__Exercise description__
Give back exactly the lines from the one containing "the dark gray" through the end of the records, including both, and no others.

··· Given information ···

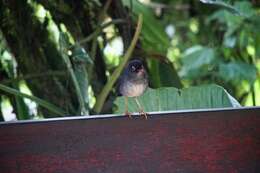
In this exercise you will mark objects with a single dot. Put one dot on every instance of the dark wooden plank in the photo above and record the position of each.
(193, 142)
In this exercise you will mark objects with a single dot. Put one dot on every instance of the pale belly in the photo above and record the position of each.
(134, 90)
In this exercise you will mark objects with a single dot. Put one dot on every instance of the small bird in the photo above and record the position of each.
(132, 83)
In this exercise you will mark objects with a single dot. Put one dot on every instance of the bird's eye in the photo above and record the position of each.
(133, 68)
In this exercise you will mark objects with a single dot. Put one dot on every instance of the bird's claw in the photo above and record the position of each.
(144, 114)
(128, 114)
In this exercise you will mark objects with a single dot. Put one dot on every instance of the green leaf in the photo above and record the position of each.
(196, 61)
(170, 98)
(242, 8)
(163, 75)
(80, 58)
(153, 31)
(64, 45)
(238, 71)
(39, 101)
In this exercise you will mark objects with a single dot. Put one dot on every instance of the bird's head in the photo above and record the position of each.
(136, 68)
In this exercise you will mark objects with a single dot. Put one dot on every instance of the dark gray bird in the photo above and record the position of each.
(133, 82)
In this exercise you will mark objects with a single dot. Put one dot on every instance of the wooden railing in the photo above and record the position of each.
(213, 141)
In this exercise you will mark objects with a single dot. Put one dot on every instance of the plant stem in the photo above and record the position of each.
(107, 88)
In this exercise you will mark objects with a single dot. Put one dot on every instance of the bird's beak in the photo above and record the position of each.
(141, 71)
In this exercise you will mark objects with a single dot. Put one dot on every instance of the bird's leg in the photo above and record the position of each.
(140, 108)
(126, 108)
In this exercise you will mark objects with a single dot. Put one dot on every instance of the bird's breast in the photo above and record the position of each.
(133, 90)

···

__Correct answer__
In this exercise you will mark objects with a single dot. Put one dot on every instance of the dark gray bird in the photo above and record the position of each.
(133, 82)
In this exercise you will mark objects with a single dot. Put one dot on every instance of the wooden railing in the photo above and record the position of each.
(213, 141)
In this exercise you will mark objects with a single dot. Put one dot on every instance of the plant stem in the photo above and record the position of each.
(107, 88)
In this exercise you will mark objects with a single dot. Put one dot on every instance of the bird's beak in the photo above and record the position of each.
(141, 71)
In this exercise you will mark objects with a single dot. Put one dot on every instance of the bird's leg in the photo above and record the position of each.
(140, 108)
(126, 108)
In this exercise you will mark objects with a single dot. Put one dot on every instance of the bird's breast in the photo above and record the position of each.
(133, 90)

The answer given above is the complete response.